ESTRATTO DELLA FONTE:
Gli Ermellini hanno stabilito, mediante l’ordinanza n. 17707 del 2 luglio 2019, che “ la responsabilità del datore di lavoro va collegata alla violazione degli obblighi di comportamento imposti da norme di legge o suggeriti dalle conoscenze sperimentali o tecniche del momento.

Ne consegue che incombe al lavoratore che lamenti di avere subito, a causa dell’attività lavorativa svolta, un danno alla salute, l’onere di provare l’esistenza di tale danno, come pure la nocività dell’ambiente di lavoro, nonché il nesso tra l’uno e l’altro e, solo se il lavoratore abbia fornito la prova di tali circostanze, sussiste per il datore di lavoro l’onere di provare di avere adottato tutte le cautele necessarie ad impedire il verificarsi del danno e che la malattia del dipendente non è ricollegabile alla inosservanza di tali obblighi.

Né la riconosciuta dipendenza delle malattie da una “causa di servizio” implica necessariamente, o può far presumere, che gli eventi dannosi siano derivati dalle condizioni di insicurezza dell’ambiente di lavoro, potendo essi dipendere piuttosto dalla qualità intrinsecamente usurante della ordinaria prestazione lavorativa e dal logoramento dell’organismo del dipendente esposto ad un lavoro impegnativo per un lasso di tempo più o meno lungo, restandosi così fuori dall’ambito dell’art. 2087 cod. civ., che riguarda una responsabilità contrattuale ancorata, come già detto, a criteri probabilistici e non solo possibilistici“.

Hanno poi aggiunto che per quanto concerne le “misure di sicurezza cosiddette ‘nominate’ – il lavoratore ha l’onere di provare soltanto la fattispecie costitutiva prevista dalla fonte impositiva della misura stessa – ovvero il rischio specifico che si intende prevenire o contenere nonché, ovviamente, il nesso di causalità materiale tra l’inosservanza della misura ed il danno subito e la prova liberatoria incombente sul datore di lavoro si esaurisce nella negazione degli stessi fatti provati dal lavoratore.

Ossia nel riscontro dell’insussistenza dell’inadempimento e del nesso eziologico tra quest’ultimo e il danno, nel secondo caso valendo, invece, la regola che la prova liberatoria a carico del datore di lavoro (fermo restando l’onere probatorio spettante al lavoratore) debba essere correlata alla quantificazione della misura della diligenza ritenuta esigibile, nella predisposizione delle indicate misure di sicurezza, imponendosi, di norma, al datore dì lavoro l’onere di provare l’adozione di comportamenti specifici che, ancorché non risultino dettati dalla legge (o altra fonte equiparata), siano suggeriti da conoscenze sperimentali e tecniche, dagli ‘standards’ di sicurezza normalmente osservati o trovino riferimento in altre fonti analoghe”.

COME PROCEDERE: Per favore, riporta parola per parola dall'estratto sulla responsabilità del datore di lavoro il tratto da "Ne consegue che" fino a "di tali obblighi.".

DATI FORNITI:
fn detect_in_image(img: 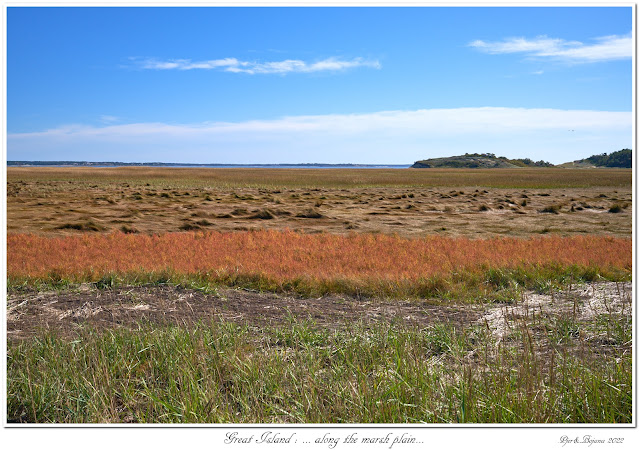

PROBLEMA RISOLTO:
Ne consegue che incombe al lavoratore che lamenti di avere subito, a causa dell’attività lavorativa svolta, un danno alla salute, l’onere di provare l’esistenza di tale danno, come pure la nocività dell’ambiente di lavoro, nonché il nesso tra l’uno e l’altro e, solo se il lavoratore abbia fornito la prova di tali circostanze, sussiste per il datore di lavoro l’onere di provare di avere adottato tutte le cautele necessarie ad impedire il verificarsi del danno e che la malattia del dipendente non è ricollegabile alla inosservanza di tali obblighi.